(Point labeling examples)
· · ·
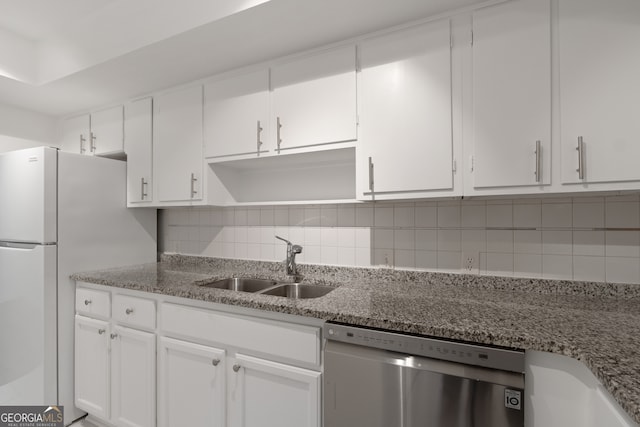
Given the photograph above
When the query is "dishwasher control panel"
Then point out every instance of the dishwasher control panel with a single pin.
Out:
(470, 354)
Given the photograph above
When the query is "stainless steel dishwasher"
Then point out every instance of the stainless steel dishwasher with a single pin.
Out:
(376, 378)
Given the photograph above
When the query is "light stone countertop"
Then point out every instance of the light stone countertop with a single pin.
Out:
(595, 323)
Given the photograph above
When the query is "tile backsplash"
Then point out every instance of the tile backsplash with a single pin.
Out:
(581, 238)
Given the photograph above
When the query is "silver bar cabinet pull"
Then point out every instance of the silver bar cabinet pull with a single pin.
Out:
(278, 127)
(193, 185)
(538, 159)
(143, 193)
(370, 174)
(258, 134)
(580, 149)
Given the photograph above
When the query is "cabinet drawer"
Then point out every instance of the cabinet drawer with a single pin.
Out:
(93, 303)
(279, 339)
(134, 311)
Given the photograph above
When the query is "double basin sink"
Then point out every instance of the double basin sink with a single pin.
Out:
(271, 287)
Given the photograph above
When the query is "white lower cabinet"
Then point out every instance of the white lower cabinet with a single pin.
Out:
(133, 375)
(266, 393)
(92, 366)
(196, 367)
(115, 366)
(191, 384)
(258, 373)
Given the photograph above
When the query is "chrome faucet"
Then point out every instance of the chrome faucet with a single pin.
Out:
(290, 263)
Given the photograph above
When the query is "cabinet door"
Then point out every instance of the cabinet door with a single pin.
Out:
(265, 393)
(92, 361)
(133, 392)
(236, 115)
(177, 145)
(107, 131)
(191, 389)
(512, 94)
(138, 146)
(76, 134)
(406, 111)
(314, 100)
(599, 90)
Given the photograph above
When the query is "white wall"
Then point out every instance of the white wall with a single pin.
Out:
(560, 238)
(23, 129)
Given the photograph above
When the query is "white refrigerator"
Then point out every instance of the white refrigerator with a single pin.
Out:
(60, 213)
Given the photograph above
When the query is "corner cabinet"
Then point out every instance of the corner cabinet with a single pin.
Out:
(511, 47)
(405, 88)
(599, 90)
(177, 145)
(100, 133)
(138, 143)
(314, 100)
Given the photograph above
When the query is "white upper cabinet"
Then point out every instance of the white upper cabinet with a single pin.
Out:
(76, 133)
(406, 129)
(236, 115)
(512, 94)
(178, 153)
(107, 131)
(138, 142)
(99, 133)
(314, 100)
(599, 90)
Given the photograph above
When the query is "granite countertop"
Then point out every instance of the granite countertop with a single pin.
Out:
(595, 323)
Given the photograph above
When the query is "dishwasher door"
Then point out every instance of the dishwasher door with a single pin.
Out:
(366, 387)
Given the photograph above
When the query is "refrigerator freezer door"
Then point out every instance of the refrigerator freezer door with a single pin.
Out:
(28, 364)
(28, 195)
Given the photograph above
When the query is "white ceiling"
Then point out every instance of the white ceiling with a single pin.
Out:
(66, 56)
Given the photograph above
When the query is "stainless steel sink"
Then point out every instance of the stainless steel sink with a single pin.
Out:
(297, 290)
(242, 284)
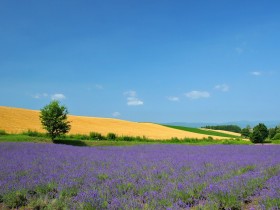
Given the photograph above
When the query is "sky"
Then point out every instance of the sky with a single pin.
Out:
(143, 60)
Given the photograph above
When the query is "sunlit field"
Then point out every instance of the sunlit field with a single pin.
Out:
(139, 177)
(16, 120)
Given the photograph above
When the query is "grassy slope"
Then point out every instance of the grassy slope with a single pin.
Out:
(16, 120)
(201, 131)
(25, 138)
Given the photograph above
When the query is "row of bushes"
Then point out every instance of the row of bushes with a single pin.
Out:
(113, 137)
(232, 128)
(3, 132)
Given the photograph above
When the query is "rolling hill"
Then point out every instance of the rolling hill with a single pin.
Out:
(17, 120)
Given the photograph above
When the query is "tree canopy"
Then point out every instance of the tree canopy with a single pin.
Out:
(54, 119)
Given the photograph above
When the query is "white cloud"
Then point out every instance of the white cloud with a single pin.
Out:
(239, 50)
(40, 95)
(116, 114)
(132, 99)
(222, 87)
(58, 96)
(256, 73)
(197, 94)
(173, 98)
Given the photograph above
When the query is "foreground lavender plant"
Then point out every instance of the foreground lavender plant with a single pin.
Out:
(139, 177)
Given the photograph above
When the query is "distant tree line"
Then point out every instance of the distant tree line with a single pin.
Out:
(257, 134)
(232, 128)
(260, 133)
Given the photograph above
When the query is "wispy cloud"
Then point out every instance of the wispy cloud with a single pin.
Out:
(40, 95)
(58, 96)
(239, 50)
(222, 87)
(99, 87)
(195, 94)
(173, 98)
(256, 73)
(116, 114)
(132, 99)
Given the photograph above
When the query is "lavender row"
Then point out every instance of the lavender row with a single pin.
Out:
(139, 177)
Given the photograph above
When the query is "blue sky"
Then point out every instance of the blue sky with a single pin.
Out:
(143, 60)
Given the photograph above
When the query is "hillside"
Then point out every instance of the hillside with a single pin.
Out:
(16, 120)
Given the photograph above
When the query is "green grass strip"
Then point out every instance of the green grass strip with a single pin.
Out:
(201, 131)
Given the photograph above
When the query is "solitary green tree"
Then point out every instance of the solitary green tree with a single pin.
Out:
(260, 133)
(245, 132)
(54, 119)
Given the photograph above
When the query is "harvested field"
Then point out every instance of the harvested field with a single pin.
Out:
(17, 120)
(222, 131)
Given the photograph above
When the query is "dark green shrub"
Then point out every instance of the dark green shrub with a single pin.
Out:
(33, 133)
(15, 199)
(277, 136)
(111, 136)
(79, 137)
(95, 136)
(260, 133)
(3, 132)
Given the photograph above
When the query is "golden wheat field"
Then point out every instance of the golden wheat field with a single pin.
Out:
(17, 120)
(222, 131)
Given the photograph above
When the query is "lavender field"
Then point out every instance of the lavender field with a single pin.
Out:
(50, 176)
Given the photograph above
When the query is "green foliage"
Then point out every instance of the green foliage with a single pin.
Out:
(245, 132)
(232, 128)
(277, 136)
(95, 136)
(3, 132)
(111, 136)
(260, 133)
(54, 119)
(33, 133)
(201, 131)
(15, 199)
· · ·
Skipping the pictures, transcribe each line above exactly as it appears.

(Solution for this task):
Given the photograph above
When the query is "dishwasher control panel"
Then point out every instance of the dishwasher control panel with a single pin.
Out:
(470, 354)
Given the photograph above
When the query is "stainless steel dishwasher"
Then point out every instance of the stainless steel dishwasher with a single pin.
Out:
(376, 378)
Given the photograph above
When the query is "light stone countertop"
Then point out every instance of the light stone countertop with a single pin.
Out:
(595, 323)
Given the photograph above
When the query is "tile backsplash"
Then point out every instance of the tile backsplash with a single pin.
Out:
(581, 238)
Given the photograph above
When the query is "silver bar cabinet pull"
Then point out every instance of the silver bar cabinet pull with a single pin.
Out:
(278, 127)
(193, 185)
(538, 159)
(143, 193)
(370, 174)
(258, 134)
(580, 149)
Given the photograph above
When the query is "cabinet drawer"
Then point out every instance of the cabinet drawer with a single pin.
Out:
(93, 303)
(279, 339)
(134, 311)
Given the photograph above
When the query is "double basin sink"
Then point out every instance of the double basin sink with a single pin.
Out:
(271, 287)
Given the photograph above
When the query is "white lower cabinet"
Then point out every instance of the white lower cabinet with a single pin.
Out:
(133, 375)
(266, 393)
(92, 366)
(196, 367)
(115, 366)
(191, 384)
(258, 373)
Given the photograph above
When the query is "chrome faucet"
Then point out every instance of the chrome faucet with a single pin.
Out:
(290, 263)
Given the photograph above
When the query is "cabinet door"
Then point out every instance of the cabinet door with a single pin.
Out:
(265, 393)
(92, 361)
(133, 392)
(236, 115)
(177, 145)
(107, 131)
(191, 389)
(512, 94)
(138, 146)
(76, 134)
(406, 111)
(314, 100)
(599, 90)
Given the photograph above
When the query is "white wall"
Then point out every instance of the white wall with a single pin.
Out:
(560, 238)
(23, 129)
Given the photograph above
When the query is "white refrigerator"
Then point out every instance of the white refrigerator with a single pin.
Out:
(60, 213)
Given the photograph above
When the query is "corner cabinet"
Then point out every instance of the corner cabinet with a single pin.
Out:
(511, 47)
(405, 88)
(599, 90)
(177, 145)
(100, 133)
(138, 143)
(314, 100)
Given the photograph above
When the query is "white upper cabinet"
Then point out every instance of the white upper cabinet with a single pin.
Out:
(76, 133)
(406, 129)
(236, 115)
(512, 94)
(178, 153)
(107, 131)
(138, 142)
(99, 133)
(314, 100)
(599, 90)
Given the photograph above
When the query is "granite countertop"
Then point out every instance of the granite countertop with a single pin.
Out:
(595, 323)
Given the photograph above
When the query is "dishwasher door"
Then point out every instance of the dishwasher door with a single pin.
Out:
(366, 387)
Given the photograph above
When the query is "refrigerator freezer door"
Then point out every instance of the refrigerator freezer door with a single pin.
Out:
(28, 364)
(28, 195)
Given the photograph above
When the query is "white ceiling"
Then point out every instance of the white ceiling with a single pin.
Out:
(66, 56)
Given the photograph above
When the query is "stainless steel sink"
Then point out every instance of the stainless steel sink with a single pin.
Out:
(297, 290)
(242, 284)
Given the photograph above
When the query is "sky"
Then point out every instance of the sky with a single pin.
Out:
(143, 60)
Given the photograph above
When the query is "sunlit field"
Then point out every instance of the sunlit field with a single pin.
Out:
(139, 177)
(16, 120)
Given the photograph above
When the query is "grassy slope"
Then point out every instance of the grassy slope with a single pin.
Out:
(16, 120)
(201, 131)
(25, 138)
Given the photograph above
When the query is "row of bushes"
Then point out every instance of the row of bushes with a single pin.
Out:
(113, 137)
(232, 128)
(3, 132)
Given the photograph above
When the query is "rolling hill"
Then point out every instance of the rolling hill with a single pin.
Out:
(17, 120)
Given the photograph above
When the query is "tree canopy"
Then point out every instance of the tree canopy with a single pin.
Out:
(54, 119)
Given the photograph above
When the query is "white cloud"
Then point out every instance of the white cloud with a single pin.
Out:
(239, 50)
(40, 95)
(116, 114)
(132, 99)
(222, 87)
(58, 96)
(256, 73)
(197, 94)
(173, 98)
Given the photograph above
When the query is "foreground lavender plant"
Then point out every instance of the foreground lavender plant with a single pin.
Out:
(139, 177)
Given the photograph above
When the query is "distant tree line"
Then point out every instance of the distant tree line with a single pin.
Out:
(257, 134)
(232, 128)
(260, 133)
Given the photograph above
When the query is "wispy cloud"
Then point out every instance of the wispy cloud with a single pin.
Out:
(40, 95)
(58, 96)
(239, 50)
(222, 87)
(99, 87)
(195, 94)
(173, 98)
(256, 73)
(116, 114)
(132, 99)
Given the photograph above
When the query is "lavender row"
Then point out every instance of the lavender row with a single pin.
Out:
(139, 177)
Given the photograph above
When the query is "blue sky"
Then point out every instance of the blue sky with a single pin.
Out:
(143, 60)
Given the photograph above
When the query is "hillside"
Then point out every instance of the hillside with a single pin.
Out:
(16, 120)
Given the photograph above
When the query is "green grass strip"
Then point out every instance of the green grass strip with a single pin.
Out:
(201, 131)
Given the photograph above
When the query is "solitary green tree"
Then point out every instance of the solitary green tree with a single pin.
Out:
(260, 133)
(245, 132)
(54, 119)
Given the photograph above
When the query is "harvested field"
Then point out every instance of the harvested field with a single pin.
Out:
(17, 120)
(222, 131)
Given the photograph above
When the query is "dark green shrub"
Then point out every instance of the dark green shrub with a single pin.
Out:
(33, 133)
(15, 199)
(277, 136)
(111, 136)
(79, 137)
(95, 136)
(260, 133)
(3, 132)
Given the photograph above
When the query is "golden wheat field"
Then point out every instance of the golden wheat field with a single pin.
Out:
(17, 120)
(222, 131)
Given the photograph above
When the query is "lavender field"
Then point out every instance of the lavender field with a single pin.
Out:
(50, 176)
Given the photograph above
When the query is "green foliage"
Then point out every instance of the green foliage with a single pin.
Out:
(245, 132)
(232, 128)
(277, 136)
(95, 136)
(3, 132)
(111, 136)
(260, 133)
(54, 119)
(33, 133)
(201, 131)
(15, 199)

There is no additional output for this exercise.